■ Study text
Thursday, November 6, 2014

Are Our Military Working Dogs Being Left Behind?

   
We salute and honor our Military Working Dogs!
Did you watch the Hallmark Channel’s Hero Dog Awards last week?  I love to watch the dog’s stories of heroism.  I told my husband that I would have trouble attending the live show, since I would be doing the “ugly cry.”  Each dog’s story is so impressive and tugs at any dog lover’s heart.
   After the show, I was left with the impression that our U.S. military dogs were being abandoned.  I was outraged and it made me cry even harder.  Let me say that I am not sure that was the impression the America Humane Association intended.  I am a huge fan of the incredible work they do. I am only telling you what I took away from the broadcast.
   I decided to do some research to see if our military would actually spend time and money to train these dogs only to discard them to fend for themselves on foreign soil.  After all, these dogs are our fighting warriors on four paws!  There isn’t too much that the government does that shocks me anymore.  I wanted to believe that there was simply no way this was happening.  Here is what I have found out during my research.

Annotated photo localization data
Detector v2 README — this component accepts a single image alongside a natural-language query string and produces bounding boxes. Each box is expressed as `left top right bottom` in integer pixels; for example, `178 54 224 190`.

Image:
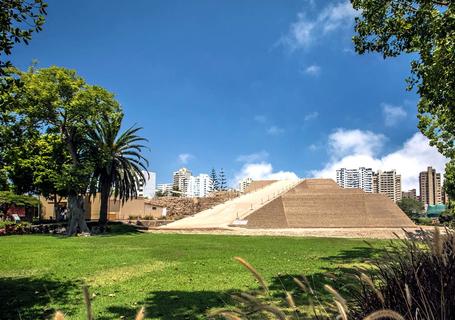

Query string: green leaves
0 0 47 76
351 0 455 159
0 66 122 195
0 191 39 207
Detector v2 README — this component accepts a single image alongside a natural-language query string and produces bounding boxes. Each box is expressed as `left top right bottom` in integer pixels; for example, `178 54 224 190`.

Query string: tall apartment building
419 167 442 205
156 183 174 195
239 178 253 192
373 170 402 202
185 173 212 197
401 189 417 200
337 167 373 192
137 171 156 198
173 168 191 194
441 186 450 204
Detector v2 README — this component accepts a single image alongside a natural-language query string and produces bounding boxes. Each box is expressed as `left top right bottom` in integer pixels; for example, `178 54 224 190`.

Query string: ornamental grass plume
211 228 455 320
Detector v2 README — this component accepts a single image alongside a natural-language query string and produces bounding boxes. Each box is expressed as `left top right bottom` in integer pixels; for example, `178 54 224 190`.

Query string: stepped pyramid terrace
161 179 415 229
246 179 415 228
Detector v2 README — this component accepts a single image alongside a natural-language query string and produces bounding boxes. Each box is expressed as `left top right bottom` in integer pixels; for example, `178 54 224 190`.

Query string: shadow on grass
97 291 232 320
321 245 385 263
97 247 383 320
0 278 80 320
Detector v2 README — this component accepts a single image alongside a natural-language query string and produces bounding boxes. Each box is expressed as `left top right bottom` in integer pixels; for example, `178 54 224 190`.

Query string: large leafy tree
351 0 455 200
0 0 47 190
397 198 425 218
88 116 148 224
10 66 121 234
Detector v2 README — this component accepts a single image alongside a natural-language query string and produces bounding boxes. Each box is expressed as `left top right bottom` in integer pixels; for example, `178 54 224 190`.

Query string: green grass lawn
0 226 384 319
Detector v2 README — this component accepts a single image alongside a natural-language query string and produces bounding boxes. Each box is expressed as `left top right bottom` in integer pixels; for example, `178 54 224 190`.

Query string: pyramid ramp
159 180 300 229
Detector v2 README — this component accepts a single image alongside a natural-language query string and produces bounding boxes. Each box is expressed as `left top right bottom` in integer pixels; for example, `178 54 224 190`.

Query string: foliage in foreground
212 229 455 320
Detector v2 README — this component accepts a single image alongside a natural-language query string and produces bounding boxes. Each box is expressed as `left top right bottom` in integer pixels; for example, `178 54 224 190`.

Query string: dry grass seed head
135 307 145 320
335 300 348 320
82 286 93 320
324 284 348 311
360 272 385 304
218 311 242 320
292 278 308 292
286 291 297 309
404 283 412 306
258 304 286 320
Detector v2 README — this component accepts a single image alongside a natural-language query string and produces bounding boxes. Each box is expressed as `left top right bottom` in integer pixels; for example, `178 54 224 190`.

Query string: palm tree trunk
99 177 111 225
67 195 90 236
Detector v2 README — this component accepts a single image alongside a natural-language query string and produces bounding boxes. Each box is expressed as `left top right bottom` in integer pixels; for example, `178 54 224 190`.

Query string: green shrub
414 217 434 226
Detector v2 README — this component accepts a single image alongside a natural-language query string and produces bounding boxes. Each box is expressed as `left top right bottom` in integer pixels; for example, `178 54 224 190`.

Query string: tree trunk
99 178 111 225
67 195 90 236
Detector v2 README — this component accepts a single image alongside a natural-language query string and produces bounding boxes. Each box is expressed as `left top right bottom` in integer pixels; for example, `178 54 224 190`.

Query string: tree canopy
351 0 455 159
397 198 424 218
0 0 47 76
88 116 148 223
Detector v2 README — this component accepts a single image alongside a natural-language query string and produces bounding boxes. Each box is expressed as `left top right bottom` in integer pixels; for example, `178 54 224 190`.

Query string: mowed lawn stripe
0 229 386 319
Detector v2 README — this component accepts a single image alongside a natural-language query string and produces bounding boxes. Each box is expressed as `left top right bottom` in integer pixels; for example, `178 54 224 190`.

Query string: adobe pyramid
245 179 415 228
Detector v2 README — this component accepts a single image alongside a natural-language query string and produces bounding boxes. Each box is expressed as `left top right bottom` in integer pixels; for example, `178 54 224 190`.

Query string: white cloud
329 129 387 157
236 150 269 163
382 103 408 127
235 161 298 185
305 64 321 76
303 111 319 121
311 129 448 190
280 0 356 50
267 126 284 136
318 1 357 33
178 153 194 164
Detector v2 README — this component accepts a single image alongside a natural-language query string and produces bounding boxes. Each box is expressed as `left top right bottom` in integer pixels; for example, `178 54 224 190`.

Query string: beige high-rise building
419 167 442 205
373 170 402 202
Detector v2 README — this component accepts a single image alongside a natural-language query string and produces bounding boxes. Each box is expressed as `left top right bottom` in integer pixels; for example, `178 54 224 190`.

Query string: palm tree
88 117 148 224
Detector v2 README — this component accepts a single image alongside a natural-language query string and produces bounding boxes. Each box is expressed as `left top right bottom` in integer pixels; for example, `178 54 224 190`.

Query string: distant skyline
11 0 446 190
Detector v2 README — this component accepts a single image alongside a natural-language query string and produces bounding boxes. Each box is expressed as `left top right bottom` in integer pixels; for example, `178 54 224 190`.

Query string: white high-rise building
137 171 156 198
239 177 253 192
373 169 402 202
185 173 212 197
156 183 173 196
173 168 191 195
337 167 373 192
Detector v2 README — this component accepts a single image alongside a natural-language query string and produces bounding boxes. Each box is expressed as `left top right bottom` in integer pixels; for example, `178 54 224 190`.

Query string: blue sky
12 0 445 187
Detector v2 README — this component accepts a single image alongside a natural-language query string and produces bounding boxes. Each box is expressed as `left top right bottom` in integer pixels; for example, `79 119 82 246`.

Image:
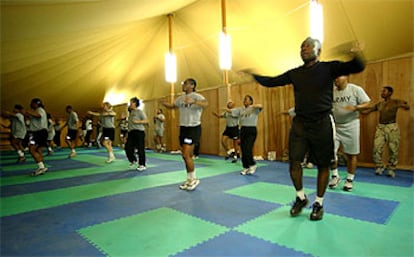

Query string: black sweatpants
125 130 146 166
240 127 257 169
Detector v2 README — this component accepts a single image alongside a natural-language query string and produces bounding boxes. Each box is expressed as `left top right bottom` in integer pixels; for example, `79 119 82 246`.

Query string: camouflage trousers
373 123 400 170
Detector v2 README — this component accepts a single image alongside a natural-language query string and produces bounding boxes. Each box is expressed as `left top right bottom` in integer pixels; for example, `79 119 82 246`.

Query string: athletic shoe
137 165 147 171
231 155 237 163
387 170 395 178
375 168 384 176
240 168 249 176
328 176 341 189
16 156 26 163
343 178 352 192
305 162 313 169
290 196 309 217
105 157 115 163
310 202 323 220
247 165 257 175
179 178 200 191
30 168 47 177
186 178 200 191
179 179 191 190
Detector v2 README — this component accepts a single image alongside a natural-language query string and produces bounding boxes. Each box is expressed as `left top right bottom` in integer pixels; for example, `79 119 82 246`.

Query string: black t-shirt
253 58 365 121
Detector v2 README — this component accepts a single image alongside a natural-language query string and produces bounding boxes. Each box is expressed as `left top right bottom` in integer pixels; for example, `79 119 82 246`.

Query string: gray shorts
335 119 360 155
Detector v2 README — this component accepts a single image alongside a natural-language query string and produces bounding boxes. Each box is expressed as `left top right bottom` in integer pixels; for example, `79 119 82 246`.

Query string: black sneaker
310 202 323 220
290 196 309 217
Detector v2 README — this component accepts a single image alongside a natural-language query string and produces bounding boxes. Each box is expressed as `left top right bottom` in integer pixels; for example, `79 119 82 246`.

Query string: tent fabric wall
0 0 414 116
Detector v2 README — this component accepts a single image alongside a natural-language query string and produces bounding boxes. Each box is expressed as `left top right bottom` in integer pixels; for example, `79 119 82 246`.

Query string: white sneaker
137 165 147 171
343 179 352 192
328 176 341 188
375 168 384 176
105 157 115 163
247 165 257 175
387 170 395 178
240 168 249 176
179 178 191 190
185 178 200 191
30 167 48 177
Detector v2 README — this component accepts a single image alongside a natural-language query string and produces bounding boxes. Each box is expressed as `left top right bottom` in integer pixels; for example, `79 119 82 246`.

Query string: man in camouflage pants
363 86 410 177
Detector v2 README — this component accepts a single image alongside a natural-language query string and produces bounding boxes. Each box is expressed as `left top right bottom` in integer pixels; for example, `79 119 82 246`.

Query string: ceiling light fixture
310 0 323 43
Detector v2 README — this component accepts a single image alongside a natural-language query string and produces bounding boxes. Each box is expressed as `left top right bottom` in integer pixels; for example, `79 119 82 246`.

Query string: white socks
296 189 306 200
187 171 196 179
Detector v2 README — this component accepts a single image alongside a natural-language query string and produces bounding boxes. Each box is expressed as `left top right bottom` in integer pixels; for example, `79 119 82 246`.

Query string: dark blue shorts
180 126 201 145
289 115 335 168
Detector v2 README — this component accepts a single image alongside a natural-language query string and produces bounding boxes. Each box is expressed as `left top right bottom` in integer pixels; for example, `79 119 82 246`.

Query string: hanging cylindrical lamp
309 0 323 43
165 14 177 84
219 0 232 99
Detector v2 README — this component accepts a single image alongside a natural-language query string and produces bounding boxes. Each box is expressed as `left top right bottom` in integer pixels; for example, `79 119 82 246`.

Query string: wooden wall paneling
200 89 225 155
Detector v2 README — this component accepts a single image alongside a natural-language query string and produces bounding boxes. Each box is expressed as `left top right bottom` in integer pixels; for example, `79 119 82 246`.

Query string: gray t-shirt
29 107 47 131
100 113 115 128
333 83 371 124
10 113 26 139
128 109 147 131
223 112 239 127
231 106 262 127
67 111 79 130
155 113 165 130
174 92 205 127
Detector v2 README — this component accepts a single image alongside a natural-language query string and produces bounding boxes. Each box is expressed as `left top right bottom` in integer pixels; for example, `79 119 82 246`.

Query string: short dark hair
183 78 197 91
14 104 23 111
245 95 253 104
129 96 140 107
31 98 43 108
384 86 394 94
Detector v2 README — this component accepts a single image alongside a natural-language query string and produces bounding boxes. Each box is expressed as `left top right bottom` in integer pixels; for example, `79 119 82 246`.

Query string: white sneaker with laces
240 168 249 176
137 165 147 171
179 178 191 190
343 179 352 192
30 167 48 177
387 170 395 178
247 165 257 175
375 168 384 176
328 176 341 188
105 157 115 163
185 178 200 191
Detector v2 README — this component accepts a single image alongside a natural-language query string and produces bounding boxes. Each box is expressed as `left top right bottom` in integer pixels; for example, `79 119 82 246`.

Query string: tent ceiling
1 0 414 115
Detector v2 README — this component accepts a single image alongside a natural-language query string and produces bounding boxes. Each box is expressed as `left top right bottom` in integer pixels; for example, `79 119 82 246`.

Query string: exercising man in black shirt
244 37 365 220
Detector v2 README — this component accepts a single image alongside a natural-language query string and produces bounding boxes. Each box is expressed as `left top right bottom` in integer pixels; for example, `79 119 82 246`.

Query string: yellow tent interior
1 0 414 169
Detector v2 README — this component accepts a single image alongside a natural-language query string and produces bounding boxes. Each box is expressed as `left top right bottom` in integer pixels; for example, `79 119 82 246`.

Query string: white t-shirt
174 92 205 127
333 83 371 124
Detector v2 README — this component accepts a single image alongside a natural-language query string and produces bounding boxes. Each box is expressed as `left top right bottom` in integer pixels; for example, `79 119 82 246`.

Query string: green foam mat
235 206 413 257
78 207 229 256
0 162 244 216
226 182 314 205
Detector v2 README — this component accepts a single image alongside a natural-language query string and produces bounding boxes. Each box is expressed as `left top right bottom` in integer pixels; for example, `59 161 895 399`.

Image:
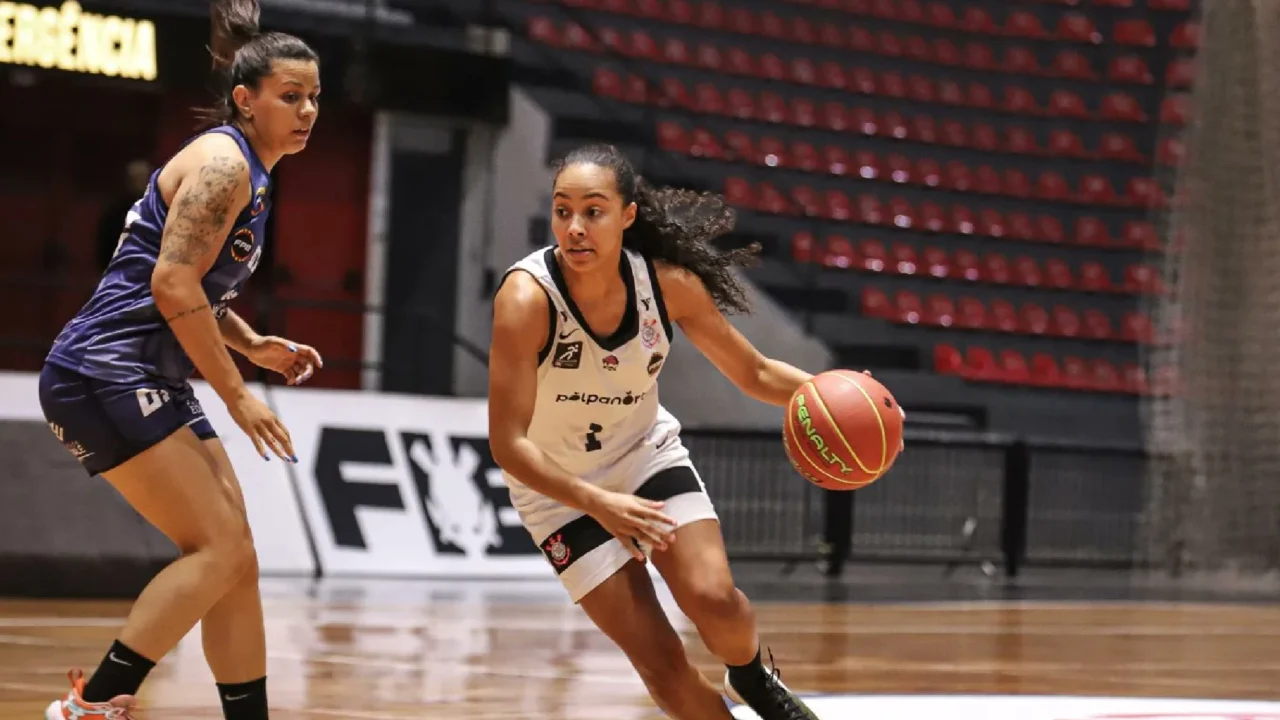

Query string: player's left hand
246 336 324 386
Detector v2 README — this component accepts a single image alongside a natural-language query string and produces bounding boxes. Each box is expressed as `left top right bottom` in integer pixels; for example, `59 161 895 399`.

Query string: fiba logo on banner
291 393 547 575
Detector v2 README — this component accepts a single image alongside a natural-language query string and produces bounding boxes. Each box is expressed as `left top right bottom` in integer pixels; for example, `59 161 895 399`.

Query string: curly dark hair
554 145 760 313
196 0 320 127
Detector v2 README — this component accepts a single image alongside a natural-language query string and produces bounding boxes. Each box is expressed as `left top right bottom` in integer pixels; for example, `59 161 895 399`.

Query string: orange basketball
782 370 902 489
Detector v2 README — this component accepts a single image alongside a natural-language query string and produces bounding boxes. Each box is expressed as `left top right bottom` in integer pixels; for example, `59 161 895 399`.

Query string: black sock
218 678 266 720
83 641 156 702
726 650 765 691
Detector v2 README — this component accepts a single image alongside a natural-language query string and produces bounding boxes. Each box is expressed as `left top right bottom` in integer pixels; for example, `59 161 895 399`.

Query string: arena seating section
499 0 1197 404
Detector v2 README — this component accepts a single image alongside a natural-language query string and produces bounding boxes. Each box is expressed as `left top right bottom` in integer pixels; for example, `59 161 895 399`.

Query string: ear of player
782 370 906 491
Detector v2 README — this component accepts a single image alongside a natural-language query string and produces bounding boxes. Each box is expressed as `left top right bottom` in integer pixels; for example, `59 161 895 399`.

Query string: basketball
782 370 902 491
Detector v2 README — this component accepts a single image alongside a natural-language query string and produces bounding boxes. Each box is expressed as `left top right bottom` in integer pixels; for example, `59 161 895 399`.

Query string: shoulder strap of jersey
623 250 673 342
498 249 570 365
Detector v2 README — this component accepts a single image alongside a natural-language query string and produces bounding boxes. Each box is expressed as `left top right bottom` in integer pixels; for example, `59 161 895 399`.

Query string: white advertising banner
0 373 315 575
271 388 552 578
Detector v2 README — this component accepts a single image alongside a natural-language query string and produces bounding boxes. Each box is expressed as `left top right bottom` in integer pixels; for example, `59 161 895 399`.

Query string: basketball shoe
45 670 137 720
724 651 820 720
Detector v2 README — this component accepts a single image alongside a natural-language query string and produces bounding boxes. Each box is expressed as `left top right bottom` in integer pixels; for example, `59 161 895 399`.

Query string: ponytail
556 145 760 313
196 0 320 127
209 0 261 76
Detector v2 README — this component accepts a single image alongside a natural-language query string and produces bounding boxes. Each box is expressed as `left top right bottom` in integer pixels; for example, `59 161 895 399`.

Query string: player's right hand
591 492 676 562
227 392 298 462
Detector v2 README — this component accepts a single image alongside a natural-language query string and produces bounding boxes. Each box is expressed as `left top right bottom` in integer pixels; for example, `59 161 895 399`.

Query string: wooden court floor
0 580 1280 720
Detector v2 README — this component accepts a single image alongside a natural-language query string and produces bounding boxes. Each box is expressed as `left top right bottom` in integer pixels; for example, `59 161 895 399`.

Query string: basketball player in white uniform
489 146 839 720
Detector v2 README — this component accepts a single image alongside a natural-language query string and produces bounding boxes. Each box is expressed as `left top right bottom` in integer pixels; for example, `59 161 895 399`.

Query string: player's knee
631 633 689 692
681 577 746 624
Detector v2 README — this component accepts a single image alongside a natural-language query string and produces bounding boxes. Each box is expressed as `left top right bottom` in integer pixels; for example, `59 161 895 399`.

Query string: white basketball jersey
507 247 680 509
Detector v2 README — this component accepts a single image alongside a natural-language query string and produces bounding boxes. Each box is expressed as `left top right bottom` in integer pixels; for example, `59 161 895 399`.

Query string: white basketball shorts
526 437 719 603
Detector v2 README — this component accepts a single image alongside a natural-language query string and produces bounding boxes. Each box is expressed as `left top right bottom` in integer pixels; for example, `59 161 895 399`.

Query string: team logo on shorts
248 187 266 218
640 318 658 347
543 536 570 568
232 228 253 263
552 341 582 370
648 352 663 375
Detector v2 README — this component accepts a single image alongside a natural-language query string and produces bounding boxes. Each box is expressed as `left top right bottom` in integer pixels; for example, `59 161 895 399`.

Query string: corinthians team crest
543 534 570 566
640 318 658 347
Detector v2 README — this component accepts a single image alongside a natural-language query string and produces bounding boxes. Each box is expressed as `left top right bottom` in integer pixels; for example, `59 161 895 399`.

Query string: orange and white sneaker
45 670 137 720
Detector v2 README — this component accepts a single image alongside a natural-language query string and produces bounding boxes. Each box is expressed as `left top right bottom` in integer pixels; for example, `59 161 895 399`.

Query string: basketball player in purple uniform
40 0 321 720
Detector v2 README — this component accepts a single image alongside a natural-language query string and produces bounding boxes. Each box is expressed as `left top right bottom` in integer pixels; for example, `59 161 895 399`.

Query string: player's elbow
151 260 200 304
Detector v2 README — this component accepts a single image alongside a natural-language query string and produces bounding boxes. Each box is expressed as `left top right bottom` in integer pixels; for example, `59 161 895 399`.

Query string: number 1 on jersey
586 423 604 452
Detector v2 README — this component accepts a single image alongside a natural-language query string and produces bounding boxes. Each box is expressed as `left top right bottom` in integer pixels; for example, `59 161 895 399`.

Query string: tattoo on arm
160 155 244 265
164 302 209 323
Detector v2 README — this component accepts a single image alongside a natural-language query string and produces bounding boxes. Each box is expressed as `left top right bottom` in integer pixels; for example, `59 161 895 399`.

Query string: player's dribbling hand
227 392 298 462
246 336 324 386
591 492 676 562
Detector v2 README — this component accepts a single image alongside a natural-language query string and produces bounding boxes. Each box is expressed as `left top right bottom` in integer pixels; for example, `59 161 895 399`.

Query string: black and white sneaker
724 652 820 720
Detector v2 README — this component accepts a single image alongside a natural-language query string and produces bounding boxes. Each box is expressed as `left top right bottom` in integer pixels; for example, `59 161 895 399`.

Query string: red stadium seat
1000 350 1032 384
924 295 956 328
1055 13 1102 45
960 5 1000 35
991 300 1018 333
1075 215 1111 247
1005 10 1047 38
1048 128 1088 158
1107 55 1156 85
1080 260 1111 292
1053 305 1080 337
1120 220 1161 250
933 345 964 375
1098 132 1147 163
791 231 819 263
1124 264 1165 295
822 234 859 269
658 120 692 155
1002 85 1041 115
893 290 924 325
1014 255 1044 287
1044 258 1075 290
1018 302 1051 336
1089 359 1123 392
982 252 1014 284
1101 92 1147 123
1062 355 1093 389
890 242 920 275
1120 363 1148 395
916 201 947 232
1050 50 1098 79
1048 90 1091 119
1076 174 1119 205
956 297 991 331
858 238 888 273
924 247 951 279
1084 309 1114 340
1169 20 1199 50
1111 18 1156 47
964 346 1001 382
1036 215 1066 245
951 249 982 282
1030 352 1062 387
861 287 893 320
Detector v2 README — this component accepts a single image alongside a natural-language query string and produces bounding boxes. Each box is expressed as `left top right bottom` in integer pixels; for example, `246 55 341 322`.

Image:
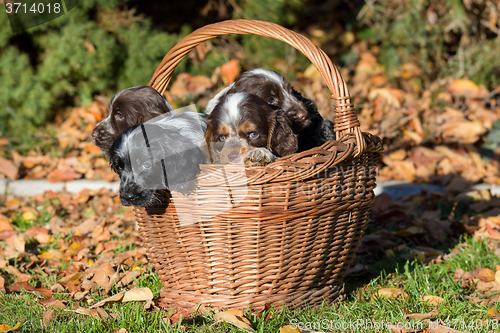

■ Directions for this task
Extract the complete blog post on military working dogs from above, reproducing it word for word.

■ Expected answer
Thursday, November 6, 2014

Are Our Military Working Dogs Being Left Behind?

   
We salute and honor our Military Working Dogs!
Did you watch the Hallmark Channel’s Hero Dog Awards last week?  I love to watch the dog’s stories of heroism.  I told my husband that I would have trouble attending the live show, since I would be doing the “ugly cry.”  Each dog’s story is so impressive and tugs at any dog lover’s heart.
   After the show, I was left with the impression that our U.S. military dogs were being abandoned.  I was outraged and it made me cry even harder.  Let me say that I am not sure that was the impression the America Humane Association intended.  I am a huge fan of the incredible work they do. I am only telling you what I took away from the broadcast.
   I decided to do some research to see if our military would actually spend time and money to train these dogs only to discard them to fend for themselves on foreign soil.  After all, these dogs are our fighting warriors on four paws!  There isn’t too much that the government does that shocks me anymore.  I wanted to believe that there was simply no way this was happening.  Here is what I have found out during my research.